■ **Consignes de l'exercice**
[A] D'après le texte sur la chapelle, quelle statue se tient dans la niche au-dessus de l'entrée ?
[B] Poursuivez le texte sur la chapelle à partir de sa dernière phrase.

■ **Extrait du texte**
* * * *
Ouverture de la chapelle tous les mercredis après-midi de 15h à 18h
et ouverture possible à d'autres dates sur demande
(02.98.89.48.38)


Rails de plan incliné disponibles

GPS : 48°22'41.2 N  4°43'56.9 W





Accès: A partir du Conquet, prendre la D67 en direction de St-Renan et 1 km après le carrefour, tourner à gauche vers Trébabu. Traverser ce joli petit bourg et continuer sur la même route puis tourner à gauche. On arrive à la chapelle. Stationner en bas de la côte.



  Le portail est surmonté d'une accolade en pierre de kersanton qui fait penser à une construction du bâtiment remontant au XVIe siècle. Cette jolie petite chapelle, nichée sur la pente du vallon de Kerléo à la végétation luxuriante, mérite d'être mieux connue. De plan strictement rectangulaire, elle ne bénéficie que de l'ajout, au fond à gauche, d'un petit bâtiment recevant la sacristie. Son clocher-mur d'allure provençale attire le regard. Il comporte deux arcades destinées à recevoir les cloches mais une seule est occupée. Quelques marches disposées sur le rampant du mur permettent d'y accéder. Debout dans une niche surplombant l'entrée, Notre Dame de Bon Secours surveille les visiteurs.

  Sur le côté gauche du bâtiment, on remarque qu'un bassin fait l'objet d'un aménagement et des marches permettent de descendre y puiser de l'eau.





  Regardez bien, le bassin ne comporte aucune arrivée d'eau visible. Or il est cependant constamment plein. Il est donc alimenté par une source coulant sous la chapelle.
On dit d'ailleurs que cette eau miraculeuse guérirait les enfants souffrant de bégaiement ou d'autres problèmes d'élocution. Le mur de la chapelle au-dessus du bassin est orné d'une énigmatique statuette en pierre, représentant un moine ou un pélerin appuyé sur un bâton. La tête de la statuette a disparu assez récemment.
* * * *
■ **Liste des enregistrements**

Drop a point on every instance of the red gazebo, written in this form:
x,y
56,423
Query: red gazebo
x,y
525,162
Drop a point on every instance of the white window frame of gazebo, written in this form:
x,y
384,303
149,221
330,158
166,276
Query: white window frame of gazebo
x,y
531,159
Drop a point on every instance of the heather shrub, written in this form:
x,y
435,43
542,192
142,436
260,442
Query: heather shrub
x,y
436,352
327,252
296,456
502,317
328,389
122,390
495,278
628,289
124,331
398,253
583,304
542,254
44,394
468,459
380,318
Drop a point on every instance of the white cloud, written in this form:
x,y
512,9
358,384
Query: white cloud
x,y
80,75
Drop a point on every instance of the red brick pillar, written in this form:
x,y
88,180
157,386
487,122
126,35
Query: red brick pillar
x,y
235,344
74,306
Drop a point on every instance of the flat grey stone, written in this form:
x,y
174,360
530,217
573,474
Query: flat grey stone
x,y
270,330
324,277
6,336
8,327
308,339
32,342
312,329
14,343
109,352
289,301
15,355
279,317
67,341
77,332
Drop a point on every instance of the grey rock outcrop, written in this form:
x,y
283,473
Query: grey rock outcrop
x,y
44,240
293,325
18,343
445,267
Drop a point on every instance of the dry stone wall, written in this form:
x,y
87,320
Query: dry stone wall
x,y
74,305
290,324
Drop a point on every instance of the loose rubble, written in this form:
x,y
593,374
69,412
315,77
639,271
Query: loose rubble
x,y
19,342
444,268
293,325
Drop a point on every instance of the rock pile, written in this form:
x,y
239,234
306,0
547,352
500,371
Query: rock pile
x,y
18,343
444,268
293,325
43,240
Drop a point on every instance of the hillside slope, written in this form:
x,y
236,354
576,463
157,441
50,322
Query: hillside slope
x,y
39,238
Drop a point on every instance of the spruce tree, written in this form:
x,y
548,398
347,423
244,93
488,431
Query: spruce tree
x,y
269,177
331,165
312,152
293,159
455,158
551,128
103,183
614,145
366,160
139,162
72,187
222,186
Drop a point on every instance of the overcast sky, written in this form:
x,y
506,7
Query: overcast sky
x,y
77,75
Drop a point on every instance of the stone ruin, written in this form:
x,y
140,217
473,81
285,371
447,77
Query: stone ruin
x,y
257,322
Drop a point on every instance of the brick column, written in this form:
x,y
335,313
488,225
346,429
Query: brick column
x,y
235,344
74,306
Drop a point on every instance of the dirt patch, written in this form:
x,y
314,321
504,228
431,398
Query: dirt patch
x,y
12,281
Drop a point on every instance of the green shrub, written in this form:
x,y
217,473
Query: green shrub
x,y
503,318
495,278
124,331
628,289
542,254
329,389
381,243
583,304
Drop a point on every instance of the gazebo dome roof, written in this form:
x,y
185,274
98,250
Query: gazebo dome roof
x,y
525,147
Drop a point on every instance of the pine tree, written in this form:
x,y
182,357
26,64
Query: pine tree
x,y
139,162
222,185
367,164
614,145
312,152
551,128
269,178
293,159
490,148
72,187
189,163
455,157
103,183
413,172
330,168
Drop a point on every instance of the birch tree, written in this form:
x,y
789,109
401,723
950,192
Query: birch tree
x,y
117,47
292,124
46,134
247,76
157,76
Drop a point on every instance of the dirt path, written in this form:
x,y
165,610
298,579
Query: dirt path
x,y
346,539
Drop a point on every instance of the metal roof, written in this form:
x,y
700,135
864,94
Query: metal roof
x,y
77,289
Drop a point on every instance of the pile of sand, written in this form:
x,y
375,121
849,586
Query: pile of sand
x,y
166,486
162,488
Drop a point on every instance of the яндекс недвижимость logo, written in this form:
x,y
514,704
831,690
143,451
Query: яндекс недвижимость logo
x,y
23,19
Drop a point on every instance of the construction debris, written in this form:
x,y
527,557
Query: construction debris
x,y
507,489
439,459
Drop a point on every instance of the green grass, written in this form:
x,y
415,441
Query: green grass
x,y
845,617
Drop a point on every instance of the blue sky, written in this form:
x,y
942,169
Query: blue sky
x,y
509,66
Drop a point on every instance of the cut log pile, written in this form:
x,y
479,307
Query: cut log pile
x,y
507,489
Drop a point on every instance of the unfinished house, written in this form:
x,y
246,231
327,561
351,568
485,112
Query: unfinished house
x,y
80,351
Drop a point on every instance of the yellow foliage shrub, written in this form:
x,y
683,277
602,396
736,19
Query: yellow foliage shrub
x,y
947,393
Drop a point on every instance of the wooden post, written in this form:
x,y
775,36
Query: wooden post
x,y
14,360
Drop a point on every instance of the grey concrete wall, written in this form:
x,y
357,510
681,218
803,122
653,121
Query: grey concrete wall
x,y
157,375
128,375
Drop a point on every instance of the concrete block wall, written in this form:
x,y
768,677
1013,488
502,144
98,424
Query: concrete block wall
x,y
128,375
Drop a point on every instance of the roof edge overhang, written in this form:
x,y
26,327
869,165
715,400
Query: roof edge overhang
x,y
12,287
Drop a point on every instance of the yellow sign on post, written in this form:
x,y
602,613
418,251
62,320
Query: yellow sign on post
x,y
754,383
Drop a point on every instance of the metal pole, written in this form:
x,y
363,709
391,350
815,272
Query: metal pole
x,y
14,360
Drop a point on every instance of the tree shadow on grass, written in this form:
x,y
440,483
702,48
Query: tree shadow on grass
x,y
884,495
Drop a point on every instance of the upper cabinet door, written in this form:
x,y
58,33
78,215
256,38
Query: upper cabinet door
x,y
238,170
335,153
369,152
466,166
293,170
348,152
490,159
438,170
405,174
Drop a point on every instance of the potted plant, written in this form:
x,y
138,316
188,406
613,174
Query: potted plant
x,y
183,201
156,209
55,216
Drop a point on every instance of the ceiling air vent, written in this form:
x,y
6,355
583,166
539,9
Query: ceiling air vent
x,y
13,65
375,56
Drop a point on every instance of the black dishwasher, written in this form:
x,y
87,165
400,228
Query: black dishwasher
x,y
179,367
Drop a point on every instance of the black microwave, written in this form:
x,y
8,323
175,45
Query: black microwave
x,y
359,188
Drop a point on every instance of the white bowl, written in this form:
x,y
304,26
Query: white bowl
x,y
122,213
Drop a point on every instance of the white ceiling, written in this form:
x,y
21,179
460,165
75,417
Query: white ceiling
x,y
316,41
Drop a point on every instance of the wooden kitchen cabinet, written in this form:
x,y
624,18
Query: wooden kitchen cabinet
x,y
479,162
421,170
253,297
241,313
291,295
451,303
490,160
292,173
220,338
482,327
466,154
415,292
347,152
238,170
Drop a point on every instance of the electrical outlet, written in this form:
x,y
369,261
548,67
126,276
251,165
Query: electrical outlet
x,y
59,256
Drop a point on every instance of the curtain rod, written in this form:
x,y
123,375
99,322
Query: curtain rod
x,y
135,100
* * * *
■ **Réponses par consigne**
[A] Notre Dame de Bon Secours.

[B]
Il n'est pas impossible que cette source ainsi que ses vertus présumées remontent à l'époque gauloise et qu'elle ait été ensuite christianisée par la construction d'un monument religieux. En effet, la commune de Trébabu doit son nom à Saint Pabu, appellation familière ( pabu = pape ) pour Saint Tugdual qui, venant du Pays de Galles, aurait débarqué au Ve siècle sur la plage de Porzh Pabu, dans la presqu'île de Kermorvan. Accompagné de 72 disciples, il aurait fondé un ermitage à Trébabu et bien qu'aucune trace n'en subsiste, il est bien possible que l'emplacement de celui-ci ait été choisi à proximité de cette source. La statuette représenterait-elle le saint ?

Un peu plus loin, sur le même mur nord, on aperçoit un très vieux pennon en pierre de kersanton scellé au-dessus de la porte latérale.





Très érodé et recouvert de lichen, ayant depuis longtemps perdu toutes ses couleurs, il représente le timbre des seigneurs de Kermorvan et mérite d'être examiné de plus près.
  On y distingue une croix ancrée soutenue par deux lions. Elle est surmontée d'un casque proéminent au-dessus duquel trône une tête d'aigle tournée vers sa droite.
De chaque côté du casque pendent des lambrequins, ces morceaux de tissu qui protégeaient le cou des chevaliers en armure.
L'intérêt de cette sculpture réside précisément dans ces lambrequins. Chacun d'eux est en effet orné d'un blason afin de représenter une alliance généalogique avec une autre seigneurie :

  - Le plus ancien mariage, représenté à gauche repère 3 ci-dessous, est celui d'Yvon de Kermorvan avec Azénore de Kergroadez à la fin du XIVe siècle.
  - A droite, repère 2, est représentée l'alliance de leur fils Robert de Kermorvan avec Marguerite An Ormant du Rouazle entre 1410 et 1415.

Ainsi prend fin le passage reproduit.